Start of Material to process

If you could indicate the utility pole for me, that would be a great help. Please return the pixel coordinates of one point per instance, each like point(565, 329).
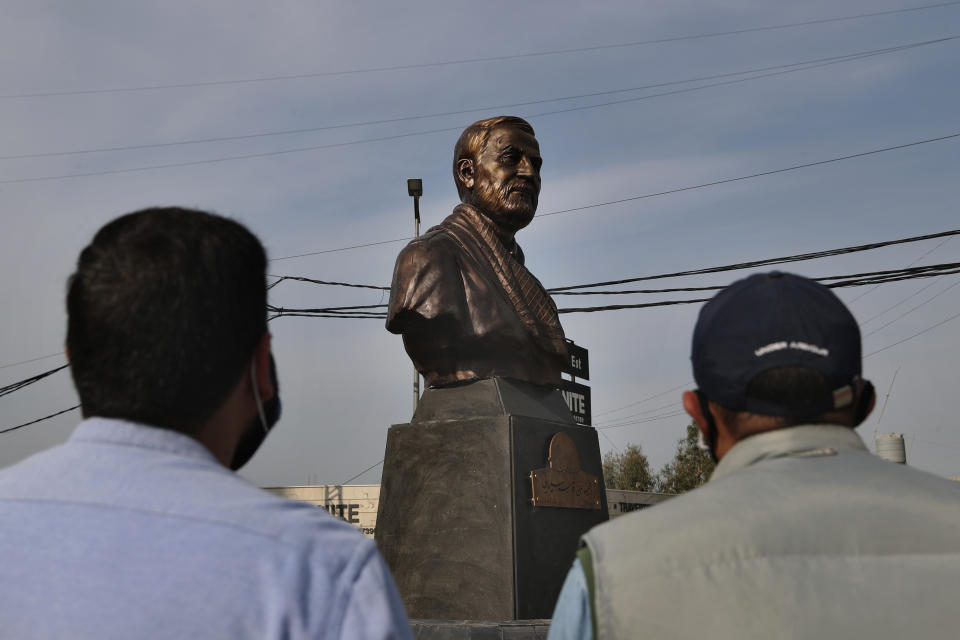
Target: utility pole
point(415, 189)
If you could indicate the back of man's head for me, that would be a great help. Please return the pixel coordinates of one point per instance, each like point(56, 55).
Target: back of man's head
point(777, 345)
point(164, 312)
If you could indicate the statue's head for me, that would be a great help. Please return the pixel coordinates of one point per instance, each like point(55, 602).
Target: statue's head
point(496, 166)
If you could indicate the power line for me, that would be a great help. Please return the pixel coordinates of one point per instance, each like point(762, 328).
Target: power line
point(849, 280)
point(370, 468)
point(515, 56)
point(912, 309)
point(656, 395)
point(919, 333)
point(264, 154)
point(768, 261)
point(671, 191)
point(939, 244)
point(804, 66)
point(27, 424)
point(26, 382)
point(672, 414)
point(894, 306)
point(356, 246)
point(325, 282)
point(14, 364)
point(757, 175)
point(672, 405)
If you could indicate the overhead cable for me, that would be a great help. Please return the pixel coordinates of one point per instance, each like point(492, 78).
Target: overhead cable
point(767, 261)
point(815, 63)
point(662, 193)
point(460, 61)
point(756, 175)
point(912, 309)
point(26, 382)
point(27, 424)
point(919, 333)
point(279, 152)
point(38, 358)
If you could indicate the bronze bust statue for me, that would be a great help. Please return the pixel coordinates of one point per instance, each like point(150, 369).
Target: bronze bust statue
point(461, 296)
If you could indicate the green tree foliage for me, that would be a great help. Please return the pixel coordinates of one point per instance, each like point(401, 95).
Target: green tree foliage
point(628, 469)
point(689, 468)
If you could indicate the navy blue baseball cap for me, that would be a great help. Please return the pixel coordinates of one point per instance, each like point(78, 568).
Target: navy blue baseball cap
point(772, 320)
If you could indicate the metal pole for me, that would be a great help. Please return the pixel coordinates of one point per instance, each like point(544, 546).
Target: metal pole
point(415, 189)
point(416, 233)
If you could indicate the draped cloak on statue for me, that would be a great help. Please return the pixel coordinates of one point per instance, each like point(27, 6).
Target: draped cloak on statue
point(468, 308)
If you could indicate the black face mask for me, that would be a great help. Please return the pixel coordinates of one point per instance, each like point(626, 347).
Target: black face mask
point(256, 432)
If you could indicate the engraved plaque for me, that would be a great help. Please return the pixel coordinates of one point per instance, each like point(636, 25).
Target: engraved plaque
point(563, 483)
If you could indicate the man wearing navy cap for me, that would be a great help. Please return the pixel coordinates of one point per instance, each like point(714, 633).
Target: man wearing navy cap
point(801, 532)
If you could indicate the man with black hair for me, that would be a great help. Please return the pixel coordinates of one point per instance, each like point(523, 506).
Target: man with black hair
point(801, 532)
point(137, 527)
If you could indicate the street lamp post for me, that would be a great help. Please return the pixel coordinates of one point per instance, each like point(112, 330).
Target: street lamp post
point(415, 189)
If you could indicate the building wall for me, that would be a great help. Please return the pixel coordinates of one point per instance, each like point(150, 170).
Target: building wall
point(353, 503)
point(357, 503)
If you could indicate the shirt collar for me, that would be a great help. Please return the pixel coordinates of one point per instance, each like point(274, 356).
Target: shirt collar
point(133, 434)
point(784, 442)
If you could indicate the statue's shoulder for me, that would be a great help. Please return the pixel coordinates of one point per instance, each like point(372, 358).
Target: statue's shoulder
point(436, 242)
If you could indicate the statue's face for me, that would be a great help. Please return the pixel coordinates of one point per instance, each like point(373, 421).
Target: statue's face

End of Material to process

Set every entry down again word for word, but not the pictures.

[Answer for this exercise]
If you could indicate the utility pole for me, that would be a great help. Please return the pixel coordinates of one point per instance, each like point(565, 329).
Target: utility pole
point(415, 189)
If you could indicate the back of man's head for me, that would be a great help. Please return the pixel coordinates of one point per instance, each like point(56, 55).
Target: back of man's head
point(777, 345)
point(164, 312)
If you could indicate the statue's head for me, that would be a great help. Please return the pixel coordinates of one point per instance, each like point(55, 602).
Target: statue's head
point(496, 166)
If you could indicate the power line for me, that would be a great help. Please return the pixel coordinates of one point per instance, each like point(762, 328).
Target: power line
point(849, 280)
point(370, 468)
point(515, 56)
point(912, 309)
point(656, 395)
point(919, 333)
point(264, 154)
point(768, 261)
point(671, 191)
point(939, 244)
point(804, 66)
point(27, 424)
point(26, 382)
point(672, 414)
point(894, 306)
point(356, 246)
point(325, 282)
point(14, 364)
point(757, 175)
point(672, 405)
If you could indicate the overhead cable for me, that would be a great help. Please return the pixel coordinates of one point per instance, each like point(492, 78).
Target: overhead cable
point(767, 261)
point(815, 63)
point(662, 193)
point(460, 61)
point(756, 175)
point(912, 309)
point(26, 382)
point(27, 424)
point(919, 333)
point(279, 152)
point(38, 358)
If you could indicate the bronze bust statue for me, that would be a great help. Please return the pixel coordinates of one point per instance, each like point(150, 369).
Target: bronze bust statue
point(461, 296)
If you could indicate the green tree foliage for me, that would be a great help. Please return the pixel coordinates of one point per instance, each like point(401, 95).
Target: green tree foliage
point(628, 469)
point(689, 468)
If you could indicate the navy blue baseball cap for me, that would be a great help. Please return the pixel coordinates of one point per instance, each like point(78, 568).
Target: navy blue baseball cap
point(772, 320)
If you could indicate the metal pole for me, that would be a great help. Please return the pixel coordinates of one point per instance, each like point(544, 546).
Target: metal pole
point(415, 189)
point(416, 233)
If you could indicate the draped cloak on statue for me, that would be a great help. Please return the pixel coordinates of one point per instance, each like point(27, 6).
Target: draped cloak on statue
point(468, 308)
If you could indicate the black face mask for me, that would be a great help. Please return the pixel coordinates of one point per instance, each like point(626, 347).
Target: black face mask
point(256, 432)
If you could indicate the engraved plaque for me, that would be a great help. Please return the pixel coordinates of one point per instance, each like point(636, 25).
Target: engraved plaque
point(563, 483)
If you could indicate the man wearing navy cap for me, that would be a great help. Please return the pixel coordinates of one point per instance, each like point(714, 633).
Target: man wearing navy cap
point(801, 532)
If you could indicate the man with black hair for me, that would be a great help. Please return the pixel coordinates of one point per instance, each like point(523, 506).
Target: man with black hair
point(801, 532)
point(137, 527)
If you could indicate the street lamp post for me, that would be a great help. Please return the pixel coordinates of one point per instance, each like point(112, 330).
Target: street lamp post
point(415, 189)
If you could indicate the building wall for me, that would be a great help. Please return the pixel coordinates of one point per instance, each like point(150, 170).
Target: building wall
point(353, 503)
point(357, 503)
If you could indicate the shirt collar for me, that would be a great help. Please return the pixel coordinates of one point per instance, each like point(274, 356).
Target: shirt collar
point(133, 434)
point(784, 442)
If you could indicate the statue's shoulder for me, that would be a great help. Please return the pixel coordinates of one point per instance, each like point(372, 358).
Target: statue's shoulder
point(436, 242)
If you could indicate the statue's face for me, that would be a great help. Please return the pixel coordinates of one point per instance, each like point(373, 421).
Target: statue's face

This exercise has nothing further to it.